[Problem statement]
Extract from the film review the portion starting with "It’s an incredible" and going on through "a better place.", copying it word for word.

[Text passage]
So much time passes from the moment that Papillon leaves, and yet the power and desire to drive forward is never lost. He ends the film by looking to the sky and yelling “I’m still here, you bastards!” It’s a perfect way to go out, floating to his next destination. Nothing will ever stop him from his goal. It may have taken him years (perceivably decades), but the very idea of freedom exists in his heart. The fact that audiences don’t ever get to see him there doesn’t matter. In some ways he will always be on a raft in the middle of the ocean, evading potential capture. Even in freedom, is he really free?
It’s an incredible second half that raises this from a pretty good prison drama to one of the biggest masterpieces in the genre. Like the best of them, it captures a story that explores the loneliness of imprisonment, the dreams of freedom, and the power of a friend who can help make these moments more tolerable. While Schaffner’s vision has an incredibly bleak undertone every now and then, it’s used to reflect how close mankind is when they don’t have the capabilities to live a full life. In perverse ways, it’s a compassionate plea for humanity to treat each other better, to make the world a better place.

[Provided data]
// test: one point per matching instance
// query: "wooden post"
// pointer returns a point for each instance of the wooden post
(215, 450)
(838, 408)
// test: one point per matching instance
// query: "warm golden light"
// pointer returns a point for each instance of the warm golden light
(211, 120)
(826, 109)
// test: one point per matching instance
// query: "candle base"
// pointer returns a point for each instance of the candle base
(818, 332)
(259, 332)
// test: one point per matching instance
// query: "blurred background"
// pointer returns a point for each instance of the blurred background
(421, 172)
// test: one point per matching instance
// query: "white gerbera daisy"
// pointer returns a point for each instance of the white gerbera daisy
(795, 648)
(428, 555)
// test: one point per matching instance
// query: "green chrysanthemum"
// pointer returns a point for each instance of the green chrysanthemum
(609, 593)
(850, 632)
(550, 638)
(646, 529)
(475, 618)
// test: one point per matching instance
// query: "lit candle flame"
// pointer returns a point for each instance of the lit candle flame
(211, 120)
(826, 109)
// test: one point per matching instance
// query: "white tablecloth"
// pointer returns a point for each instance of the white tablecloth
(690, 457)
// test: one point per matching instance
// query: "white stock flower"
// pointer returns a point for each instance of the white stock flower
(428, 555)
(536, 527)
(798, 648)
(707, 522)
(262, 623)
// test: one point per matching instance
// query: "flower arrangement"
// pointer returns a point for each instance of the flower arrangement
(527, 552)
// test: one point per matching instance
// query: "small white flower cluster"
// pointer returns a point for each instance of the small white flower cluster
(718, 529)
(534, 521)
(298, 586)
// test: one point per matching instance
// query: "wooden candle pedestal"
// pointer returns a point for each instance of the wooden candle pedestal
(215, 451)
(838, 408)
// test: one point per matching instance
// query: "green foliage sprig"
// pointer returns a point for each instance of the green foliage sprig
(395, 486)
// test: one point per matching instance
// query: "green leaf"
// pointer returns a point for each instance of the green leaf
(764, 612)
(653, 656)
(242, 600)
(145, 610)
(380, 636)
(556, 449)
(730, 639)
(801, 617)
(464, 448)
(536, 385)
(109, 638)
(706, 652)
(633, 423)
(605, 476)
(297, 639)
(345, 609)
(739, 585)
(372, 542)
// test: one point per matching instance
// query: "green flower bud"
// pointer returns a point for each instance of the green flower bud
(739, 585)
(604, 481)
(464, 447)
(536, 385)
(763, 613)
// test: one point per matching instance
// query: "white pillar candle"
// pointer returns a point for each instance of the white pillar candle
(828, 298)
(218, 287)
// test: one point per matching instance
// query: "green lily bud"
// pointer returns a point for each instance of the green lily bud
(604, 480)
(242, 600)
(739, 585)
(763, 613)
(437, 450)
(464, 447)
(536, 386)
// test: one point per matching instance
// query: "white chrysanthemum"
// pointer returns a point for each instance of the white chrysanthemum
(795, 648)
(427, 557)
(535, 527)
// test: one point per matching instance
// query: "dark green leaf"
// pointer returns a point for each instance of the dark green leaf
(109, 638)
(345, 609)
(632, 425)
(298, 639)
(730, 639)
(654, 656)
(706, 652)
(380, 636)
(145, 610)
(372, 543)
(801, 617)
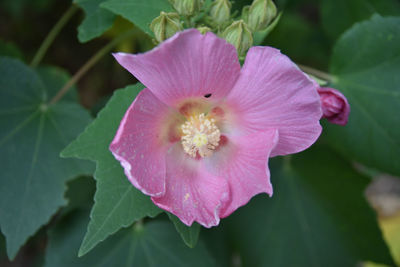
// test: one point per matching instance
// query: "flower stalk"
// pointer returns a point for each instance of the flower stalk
(317, 73)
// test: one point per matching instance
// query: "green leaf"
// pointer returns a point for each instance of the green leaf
(10, 50)
(368, 75)
(339, 15)
(117, 202)
(153, 244)
(299, 39)
(190, 235)
(97, 20)
(139, 12)
(54, 78)
(261, 35)
(32, 134)
(318, 216)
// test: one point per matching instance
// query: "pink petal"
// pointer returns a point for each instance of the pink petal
(192, 194)
(335, 107)
(247, 169)
(273, 93)
(138, 144)
(188, 64)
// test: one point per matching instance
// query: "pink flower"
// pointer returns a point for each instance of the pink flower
(335, 107)
(198, 138)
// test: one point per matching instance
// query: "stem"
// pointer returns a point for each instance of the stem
(52, 35)
(317, 73)
(96, 57)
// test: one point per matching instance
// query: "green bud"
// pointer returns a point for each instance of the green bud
(245, 13)
(187, 7)
(261, 13)
(220, 11)
(204, 29)
(239, 34)
(165, 25)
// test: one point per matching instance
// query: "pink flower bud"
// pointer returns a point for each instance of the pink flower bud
(334, 105)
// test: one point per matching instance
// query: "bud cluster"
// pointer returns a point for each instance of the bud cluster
(217, 18)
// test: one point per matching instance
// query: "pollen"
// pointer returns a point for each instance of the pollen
(200, 136)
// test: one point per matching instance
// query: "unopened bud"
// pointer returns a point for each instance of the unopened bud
(239, 34)
(261, 13)
(165, 26)
(187, 7)
(335, 107)
(220, 11)
(245, 13)
(204, 29)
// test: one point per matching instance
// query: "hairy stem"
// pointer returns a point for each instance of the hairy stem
(317, 73)
(52, 35)
(93, 60)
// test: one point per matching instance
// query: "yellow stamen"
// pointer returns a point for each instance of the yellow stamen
(200, 135)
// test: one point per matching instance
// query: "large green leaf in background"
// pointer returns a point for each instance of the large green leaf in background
(97, 20)
(152, 244)
(117, 202)
(190, 235)
(366, 63)
(139, 12)
(318, 216)
(33, 176)
(339, 15)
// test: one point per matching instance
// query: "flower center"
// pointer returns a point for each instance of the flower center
(200, 135)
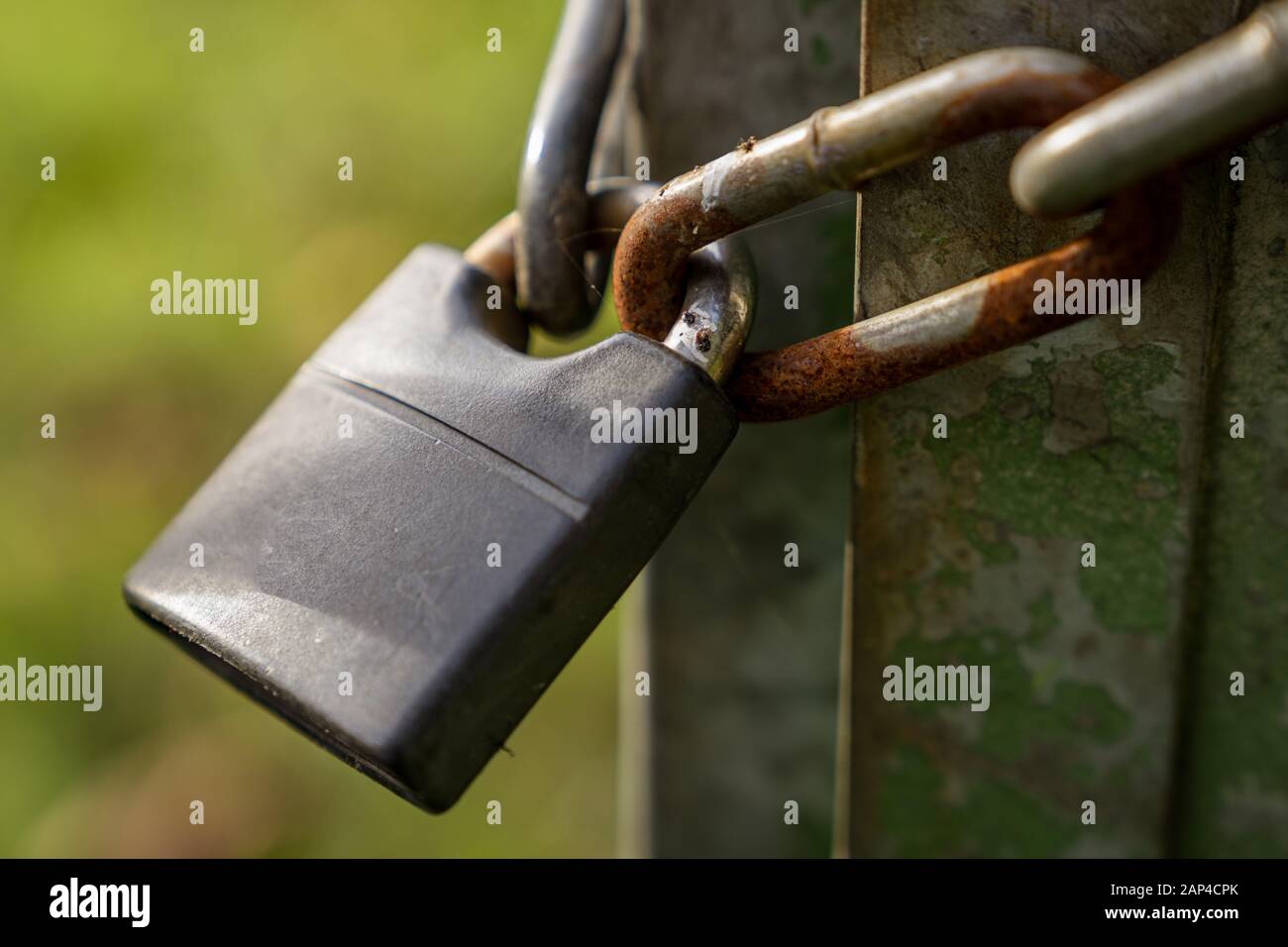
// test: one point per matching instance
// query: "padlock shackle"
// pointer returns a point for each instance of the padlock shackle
(717, 308)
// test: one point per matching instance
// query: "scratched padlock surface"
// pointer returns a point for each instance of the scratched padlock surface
(969, 548)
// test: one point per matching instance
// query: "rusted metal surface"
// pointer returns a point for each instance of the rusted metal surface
(741, 646)
(720, 283)
(553, 285)
(835, 149)
(973, 320)
(1215, 94)
(844, 147)
(967, 547)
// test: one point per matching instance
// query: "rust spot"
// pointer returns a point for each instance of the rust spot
(652, 254)
(1022, 99)
(833, 368)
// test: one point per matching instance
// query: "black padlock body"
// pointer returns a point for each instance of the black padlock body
(369, 556)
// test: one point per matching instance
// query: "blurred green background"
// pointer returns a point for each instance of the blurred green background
(223, 163)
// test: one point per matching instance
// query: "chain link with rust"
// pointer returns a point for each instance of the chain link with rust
(1104, 142)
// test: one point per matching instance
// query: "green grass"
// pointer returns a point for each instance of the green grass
(224, 163)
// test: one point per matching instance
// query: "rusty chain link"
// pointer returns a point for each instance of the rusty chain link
(838, 149)
(1073, 165)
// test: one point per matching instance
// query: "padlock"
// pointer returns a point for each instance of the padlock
(421, 530)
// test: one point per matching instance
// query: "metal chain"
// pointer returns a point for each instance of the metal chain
(1220, 91)
(1104, 142)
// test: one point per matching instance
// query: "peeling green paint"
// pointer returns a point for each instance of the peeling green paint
(1103, 502)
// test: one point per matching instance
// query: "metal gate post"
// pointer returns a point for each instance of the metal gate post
(970, 548)
(739, 646)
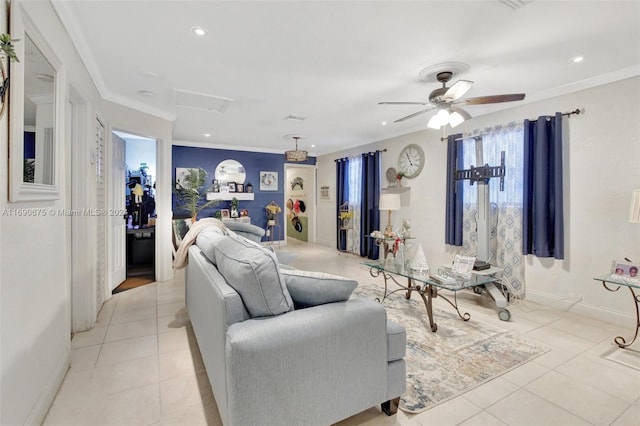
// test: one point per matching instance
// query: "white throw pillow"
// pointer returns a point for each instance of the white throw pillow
(252, 271)
(309, 288)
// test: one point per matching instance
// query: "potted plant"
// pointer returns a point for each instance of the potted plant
(7, 50)
(234, 207)
(191, 193)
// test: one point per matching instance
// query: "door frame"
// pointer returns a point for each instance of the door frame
(122, 129)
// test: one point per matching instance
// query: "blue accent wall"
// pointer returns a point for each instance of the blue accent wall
(253, 162)
(29, 144)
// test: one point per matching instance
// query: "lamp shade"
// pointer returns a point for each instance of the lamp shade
(634, 211)
(389, 202)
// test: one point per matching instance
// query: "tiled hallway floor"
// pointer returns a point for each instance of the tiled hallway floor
(140, 365)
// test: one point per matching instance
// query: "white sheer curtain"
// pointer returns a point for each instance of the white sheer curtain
(355, 201)
(506, 206)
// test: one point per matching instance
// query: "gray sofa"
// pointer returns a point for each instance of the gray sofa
(247, 230)
(271, 364)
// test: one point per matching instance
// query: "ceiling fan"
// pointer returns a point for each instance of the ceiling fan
(446, 100)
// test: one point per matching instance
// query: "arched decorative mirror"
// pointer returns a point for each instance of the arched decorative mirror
(36, 111)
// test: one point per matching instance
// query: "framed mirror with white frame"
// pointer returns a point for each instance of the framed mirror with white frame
(36, 112)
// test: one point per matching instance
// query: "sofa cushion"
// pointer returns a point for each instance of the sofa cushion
(250, 270)
(396, 341)
(207, 239)
(316, 288)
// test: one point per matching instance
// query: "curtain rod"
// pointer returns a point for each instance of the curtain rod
(576, 111)
(345, 158)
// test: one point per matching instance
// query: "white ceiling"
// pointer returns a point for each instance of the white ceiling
(333, 61)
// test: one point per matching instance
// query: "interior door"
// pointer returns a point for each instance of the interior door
(115, 213)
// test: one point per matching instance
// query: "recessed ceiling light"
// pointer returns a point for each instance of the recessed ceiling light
(199, 31)
(294, 117)
(45, 77)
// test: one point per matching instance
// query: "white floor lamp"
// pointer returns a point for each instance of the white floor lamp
(389, 202)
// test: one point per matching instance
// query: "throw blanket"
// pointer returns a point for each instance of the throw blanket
(181, 259)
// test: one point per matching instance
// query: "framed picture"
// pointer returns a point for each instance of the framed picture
(268, 181)
(324, 193)
(181, 173)
(625, 270)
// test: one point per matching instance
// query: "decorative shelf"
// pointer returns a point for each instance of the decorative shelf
(395, 189)
(402, 190)
(228, 196)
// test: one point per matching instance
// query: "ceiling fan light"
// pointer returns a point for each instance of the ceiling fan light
(455, 119)
(434, 123)
(443, 116)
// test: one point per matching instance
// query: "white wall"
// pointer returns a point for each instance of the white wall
(34, 273)
(602, 157)
(35, 252)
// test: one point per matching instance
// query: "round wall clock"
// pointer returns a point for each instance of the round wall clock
(411, 161)
(392, 175)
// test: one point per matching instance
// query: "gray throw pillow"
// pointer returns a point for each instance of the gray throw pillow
(253, 272)
(309, 288)
(206, 241)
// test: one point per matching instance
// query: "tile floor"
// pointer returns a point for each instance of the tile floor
(140, 365)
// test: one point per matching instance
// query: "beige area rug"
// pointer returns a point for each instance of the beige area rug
(460, 356)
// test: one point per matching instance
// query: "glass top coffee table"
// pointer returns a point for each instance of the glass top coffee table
(425, 285)
(613, 283)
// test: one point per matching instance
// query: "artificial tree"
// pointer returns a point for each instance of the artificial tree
(191, 193)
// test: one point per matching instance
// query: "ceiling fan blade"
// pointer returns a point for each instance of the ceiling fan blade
(460, 111)
(415, 114)
(493, 99)
(402, 103)
(458, 90)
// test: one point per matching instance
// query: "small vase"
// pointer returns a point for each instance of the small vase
(398, 261)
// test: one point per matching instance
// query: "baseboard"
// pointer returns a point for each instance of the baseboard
(49, 392)
(575, 305)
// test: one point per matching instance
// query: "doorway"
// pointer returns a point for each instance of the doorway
(134, 230)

[Written solution]
It’s an incredible second half that raises this from a pretty good prison drama to one of the biggest masterpieces in the genre. Like the best of them, it captures a story that explores the loneliness of imprisonment, the dreams of freedom, and the power of a friend who can help make these moments more tolerable. While Schaffner’s vision has an incredibly bleak undertone every now and then, it’s used to reflect how close mankind is when they don’t have the capabilities to live a full life. In perverse ways, it’s a compassionate plea for humanity to treat each other better, to make the world a better place.